Data for this exercise:
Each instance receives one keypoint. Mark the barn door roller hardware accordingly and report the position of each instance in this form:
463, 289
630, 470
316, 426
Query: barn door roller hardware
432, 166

What is needed:
With nothing added or dropped, retype the listing above.

Answer to the problem:
Each instance receives one keypoint. Mark the barn door roller hardware accordingly and report the position of each instance in this form:
463, 289
630, 470
316, 426
Query: barn door roller hardware
432, 166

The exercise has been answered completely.